• [WHAT YOU HAVE TO DO]:
Can you write out the entries again, beginning at the very start and stopping after the line that contains "(1047, 263)", with both ends included? Keep the requests as they are, scale every coordinate in the answers by 1.5, round each to a whole number with halves going up, and leave the pictures out.

• [RECORDS FOR THE TASK]:
————
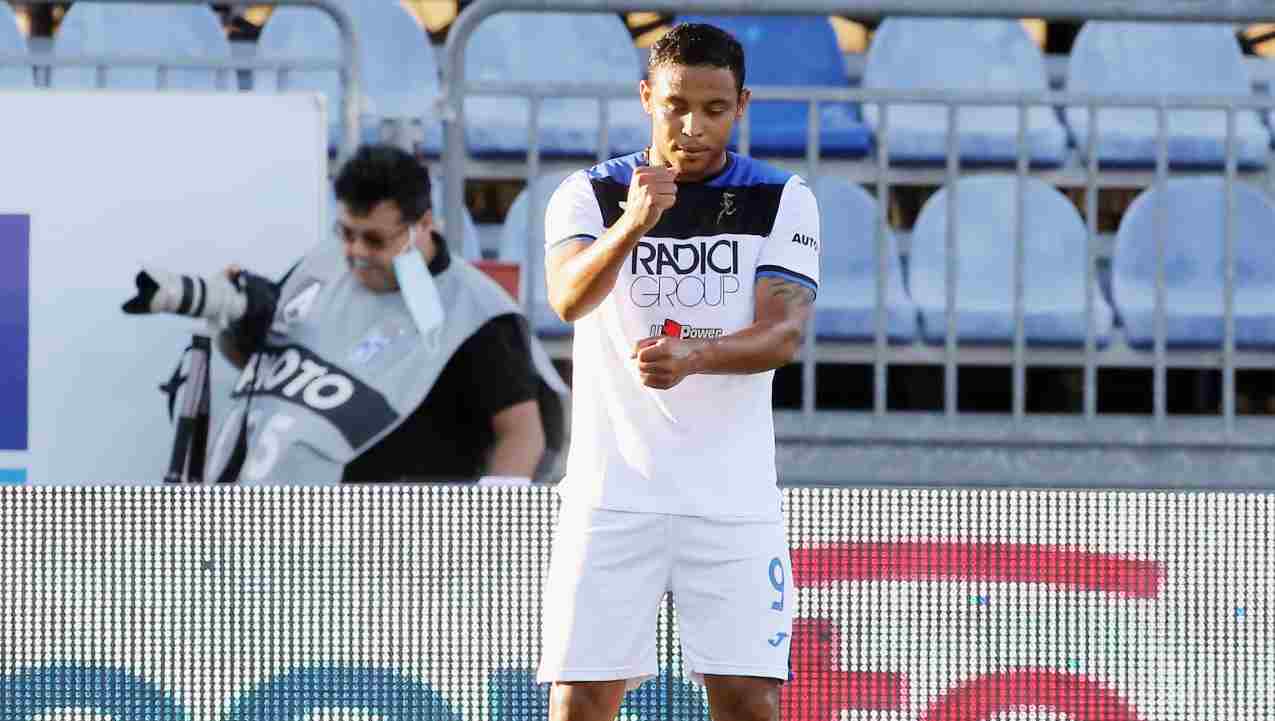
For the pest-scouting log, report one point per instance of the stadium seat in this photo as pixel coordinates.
(961, 55)
(514, 244)
(1055, 258)
(845, 309)
(553, 47)
(1194, 266)
(793, 51)
(1149, 60)
(13, 77)
(140, 29)
(400, 72)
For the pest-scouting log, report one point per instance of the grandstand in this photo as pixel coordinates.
(1047, 263)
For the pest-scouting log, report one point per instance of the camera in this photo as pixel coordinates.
(242, 304)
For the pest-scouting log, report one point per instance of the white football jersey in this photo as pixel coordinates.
(705, 447)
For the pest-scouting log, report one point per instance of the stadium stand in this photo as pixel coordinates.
(148, 31)
(1055, 255)
(522, 220)
(400, 73)
(794, 51)
(847, 297)
(13, 42)
(545, 49)
(1194, 266)
(961, 55)
(1150, 60)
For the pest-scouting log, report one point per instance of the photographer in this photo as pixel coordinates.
(381, 356)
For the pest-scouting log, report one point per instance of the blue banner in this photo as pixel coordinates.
(14, 329)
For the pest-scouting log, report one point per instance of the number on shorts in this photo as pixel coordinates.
(777, 581)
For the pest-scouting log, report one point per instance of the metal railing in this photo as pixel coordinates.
(347, 68)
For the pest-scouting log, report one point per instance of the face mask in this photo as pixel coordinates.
(418, 291)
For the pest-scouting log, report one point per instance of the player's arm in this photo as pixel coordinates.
(784, 299)
(582, 271)
(773, 340)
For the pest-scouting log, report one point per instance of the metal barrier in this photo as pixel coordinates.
(348, 68)
(1097, 431)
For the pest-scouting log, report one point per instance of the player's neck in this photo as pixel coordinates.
(655, 160)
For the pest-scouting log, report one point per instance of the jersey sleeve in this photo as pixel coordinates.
(792, 249)
(573, 212)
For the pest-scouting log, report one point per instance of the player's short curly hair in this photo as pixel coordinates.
(384, 172)
(699, 44)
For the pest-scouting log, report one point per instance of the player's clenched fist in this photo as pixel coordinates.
(650, 192)
(663, 361)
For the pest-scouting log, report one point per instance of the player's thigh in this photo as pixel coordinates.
(585, 701)
(607, 576)
(735, 597)
(742, 698)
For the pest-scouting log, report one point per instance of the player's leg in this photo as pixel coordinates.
(742, 698)
(585, 701)
(735, 597)
(602, 597)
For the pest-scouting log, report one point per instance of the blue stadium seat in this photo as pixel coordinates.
(1194, 263)
(13, 42)
(961, 55)
(471, 245)
(400, 72)
(553, 47)
(845, 309)
(513, 248)
(1149, 60)
(139, 29)
(793, 51)
(1055, 258)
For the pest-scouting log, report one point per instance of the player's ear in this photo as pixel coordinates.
(745, 96)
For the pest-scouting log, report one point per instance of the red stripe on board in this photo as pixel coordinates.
(1078, 697)
(1018, 563)
(819, 692)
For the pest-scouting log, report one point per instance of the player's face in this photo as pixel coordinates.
(692, 110)
(371, 243)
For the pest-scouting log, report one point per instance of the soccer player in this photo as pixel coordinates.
(690, 275)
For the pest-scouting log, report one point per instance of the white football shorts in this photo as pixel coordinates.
(731, 583)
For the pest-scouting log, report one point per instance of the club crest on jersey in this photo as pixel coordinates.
(727, 207)
(675, 329)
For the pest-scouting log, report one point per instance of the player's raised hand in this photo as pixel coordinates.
(663, 361)
(650, 192)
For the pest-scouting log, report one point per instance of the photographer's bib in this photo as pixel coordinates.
(341, 369)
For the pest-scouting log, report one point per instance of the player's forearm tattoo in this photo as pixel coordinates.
(794, 295)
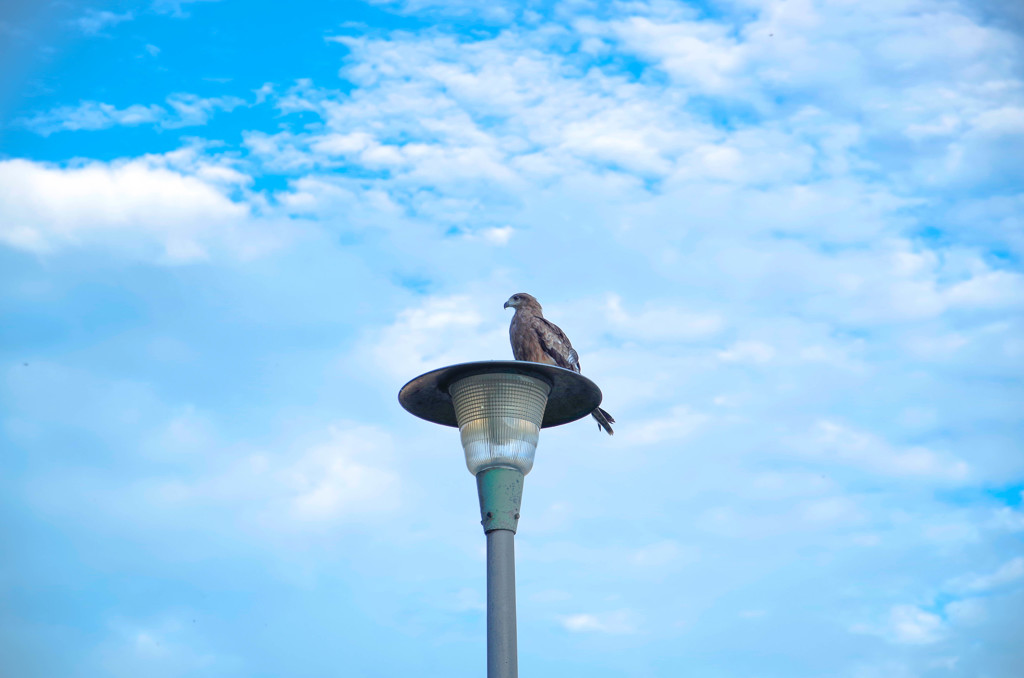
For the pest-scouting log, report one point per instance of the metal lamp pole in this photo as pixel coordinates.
(500, 408)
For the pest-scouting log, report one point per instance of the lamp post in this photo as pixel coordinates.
(500, 408)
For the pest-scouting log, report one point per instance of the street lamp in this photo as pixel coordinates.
(500, 408)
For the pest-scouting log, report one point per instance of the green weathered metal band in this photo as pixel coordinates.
(501, 494)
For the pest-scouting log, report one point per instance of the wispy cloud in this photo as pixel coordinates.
(181, 111)
(93, 22)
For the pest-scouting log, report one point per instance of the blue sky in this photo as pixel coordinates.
(785, 237)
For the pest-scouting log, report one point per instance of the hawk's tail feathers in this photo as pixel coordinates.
(604, 420)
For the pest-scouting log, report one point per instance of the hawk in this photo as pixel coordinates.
(539, 340)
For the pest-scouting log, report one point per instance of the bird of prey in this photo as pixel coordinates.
(540, 340)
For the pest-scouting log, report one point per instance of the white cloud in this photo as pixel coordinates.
(174, 207)
(910, 625)
(679, 423)
(662, 322)
(748, 351)
(344, 478)
(182, 110)
(93, 116)
(615, 623)
(437, 332)
(93, 22)
(835, 442)
(906, 625)
(1009, 573)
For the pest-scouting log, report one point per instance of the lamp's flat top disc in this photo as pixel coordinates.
(572, 396)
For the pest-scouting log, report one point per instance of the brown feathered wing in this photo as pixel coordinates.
(539, 340)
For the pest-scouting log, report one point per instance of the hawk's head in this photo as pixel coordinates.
(521, 299)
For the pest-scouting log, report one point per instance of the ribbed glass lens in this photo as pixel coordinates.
(500, 419)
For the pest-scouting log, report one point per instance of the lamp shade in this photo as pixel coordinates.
(499, 416)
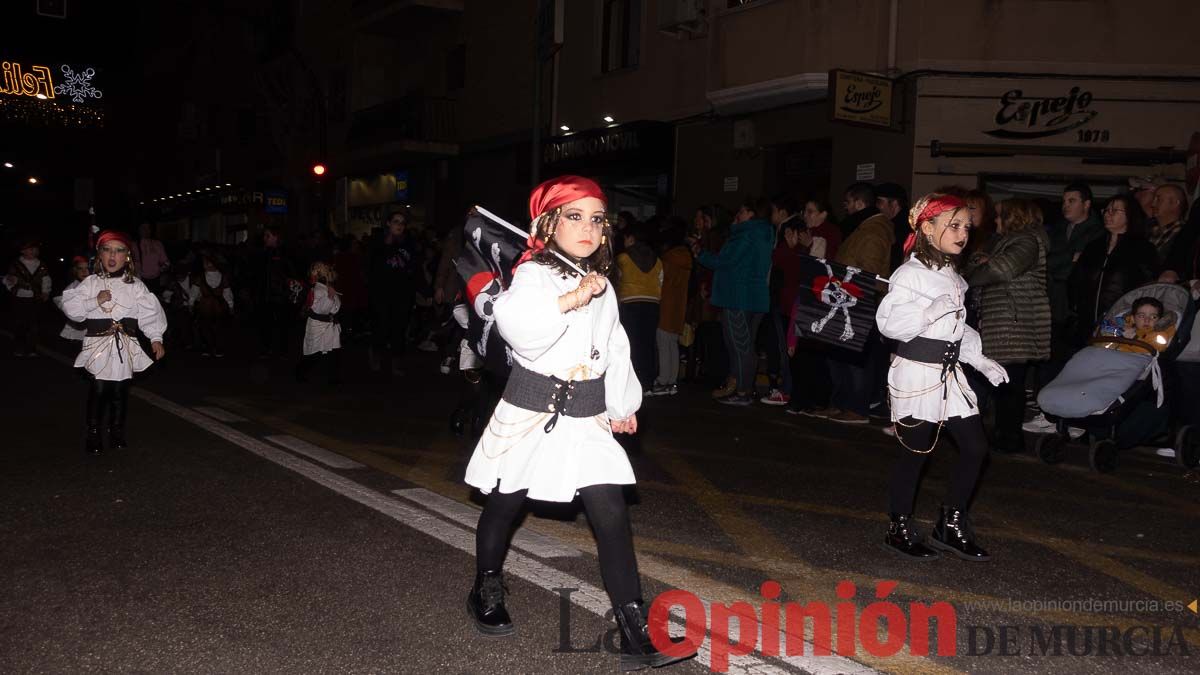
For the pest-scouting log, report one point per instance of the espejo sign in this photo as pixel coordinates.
(861, 99)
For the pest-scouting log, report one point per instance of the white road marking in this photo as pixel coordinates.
(547, 578)
(220, 413)
(310, 451)
(531, 542)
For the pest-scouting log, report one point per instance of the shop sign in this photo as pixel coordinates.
(401, 192)
(861, 99)
(276, 203)
(641, 145)
(1020, 117)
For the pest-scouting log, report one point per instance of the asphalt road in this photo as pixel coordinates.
(259, 525)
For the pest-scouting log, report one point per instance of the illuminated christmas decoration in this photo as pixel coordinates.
(78, 85)
(36, 83)
(31, 112)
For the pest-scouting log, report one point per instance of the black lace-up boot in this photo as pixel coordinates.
(97, 399)
(120, 401)
(954, 535)
(903, 538)
(636, 649)
(486, 603)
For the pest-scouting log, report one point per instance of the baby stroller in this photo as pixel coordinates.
(1120, 396)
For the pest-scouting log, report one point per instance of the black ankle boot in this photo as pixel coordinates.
(954, 535)
(486, 604)
(97, 400)
(903, 538)
(636, 649)
(117, 422)
(91, 443)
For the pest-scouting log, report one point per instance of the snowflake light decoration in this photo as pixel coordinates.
(78, 85)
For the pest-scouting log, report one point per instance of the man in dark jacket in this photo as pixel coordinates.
(275, 280)
(892, 199)
(868, 248)
(1068, 238)
(393, 291)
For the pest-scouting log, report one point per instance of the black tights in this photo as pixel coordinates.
(966, 431)
(609, 517)
(107, 395)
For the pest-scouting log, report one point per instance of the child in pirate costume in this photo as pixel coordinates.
(322, 330)
(29, 281)
(73, 330)
(571, 388)
(115, 308)
(929, 394)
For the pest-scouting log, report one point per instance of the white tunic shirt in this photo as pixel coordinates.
(582, 344)
(916, 388)
(115, 357)
(69, 332)
(322, 336)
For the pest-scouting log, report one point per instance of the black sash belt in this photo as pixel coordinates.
(541, 393)
(936, 352)
(105, 327)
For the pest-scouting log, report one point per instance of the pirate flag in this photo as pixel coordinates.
(485, 264)
(835, 304)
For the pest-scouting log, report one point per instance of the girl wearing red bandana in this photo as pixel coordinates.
(571, 388)
(114, 306)
(928, 392)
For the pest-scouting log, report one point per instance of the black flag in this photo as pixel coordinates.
(490, 251)
(835, 304)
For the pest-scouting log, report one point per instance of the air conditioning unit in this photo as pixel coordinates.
(683, 18)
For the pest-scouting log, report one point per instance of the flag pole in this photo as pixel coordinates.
(514, 228)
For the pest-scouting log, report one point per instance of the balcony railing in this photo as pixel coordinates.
(411, 118)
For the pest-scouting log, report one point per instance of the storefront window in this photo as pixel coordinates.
(622, 35)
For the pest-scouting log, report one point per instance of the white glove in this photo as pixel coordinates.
(941, 306)
(993, 371)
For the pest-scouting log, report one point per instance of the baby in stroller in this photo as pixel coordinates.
(1147, 322)
(1114, 387)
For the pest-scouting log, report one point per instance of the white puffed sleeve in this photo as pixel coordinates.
(527, 314)
(78, 300)
(151, 320)
(971, 351)
(623, 392)
(901, 314)
(322, 303)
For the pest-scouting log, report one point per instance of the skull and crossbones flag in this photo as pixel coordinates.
(835, 304)
(485, 264)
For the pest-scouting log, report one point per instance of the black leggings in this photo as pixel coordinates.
(609, 517)
(107, 395)
(966, 431)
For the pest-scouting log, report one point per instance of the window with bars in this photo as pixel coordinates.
(621, 40)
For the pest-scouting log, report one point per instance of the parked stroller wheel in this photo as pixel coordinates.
(1187, 447)
(1103, 457)
(1050, 447)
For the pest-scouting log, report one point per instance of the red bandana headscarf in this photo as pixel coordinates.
(928, 209)
(114, 236)
(551, 195)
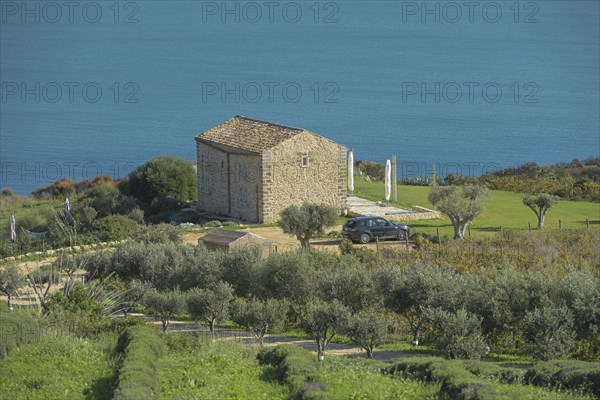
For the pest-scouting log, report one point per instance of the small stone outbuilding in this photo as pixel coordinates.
(224, 240)
(251, 170)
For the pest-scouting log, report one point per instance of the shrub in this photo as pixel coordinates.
(492, 371)
(460, 333)
(456, 380)
(571, 374)
(163, 176)
(296, 368)
(139, 372)
(16, 328)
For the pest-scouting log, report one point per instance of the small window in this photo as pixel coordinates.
(304, 162)
(206, 184)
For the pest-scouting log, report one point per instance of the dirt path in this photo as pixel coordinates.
(334, 349)
(283, 242)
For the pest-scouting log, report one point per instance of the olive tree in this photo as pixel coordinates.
(323, 321)
(548, 332)
(307, 220)
(459, 333)
(211, 304)
(423, 286)
(259, 316)
(540, 204)
(367, 329)
(461, 204)
(164, 305)
(10, 282)
(289, 276)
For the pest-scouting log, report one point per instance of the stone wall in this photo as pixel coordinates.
(287, 182)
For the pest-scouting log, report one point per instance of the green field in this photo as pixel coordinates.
(59, 367)
(502, 209)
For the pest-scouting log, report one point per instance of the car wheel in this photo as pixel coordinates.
(365, 238)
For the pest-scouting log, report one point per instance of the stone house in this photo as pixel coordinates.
(251, 170)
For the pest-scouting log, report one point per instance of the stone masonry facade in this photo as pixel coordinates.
(251, 170)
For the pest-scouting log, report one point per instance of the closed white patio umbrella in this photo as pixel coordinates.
(351, 171)
(388, 180)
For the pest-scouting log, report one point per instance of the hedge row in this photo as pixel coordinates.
(296, 368)
(570, 374)
(463, 380)
(139, 372)
(17, 327)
————
• [RESULT OF THIS EXERCISE]:
For the pest-scouting log, report one point per instance of the stadium seat in this photo as pixel coordinates.
(1442, 83)
(771, 366)
(1583, 387)
(1268, 464)
(830, 71)
(1791, 399)
(1190, 77)
(1724, 90)
(20, 116)
(210, 44)
(600, 108)
For the pest-scouting log, report one point per instance of the grandstand in this photo as pixel coordinates.
(1571, 395)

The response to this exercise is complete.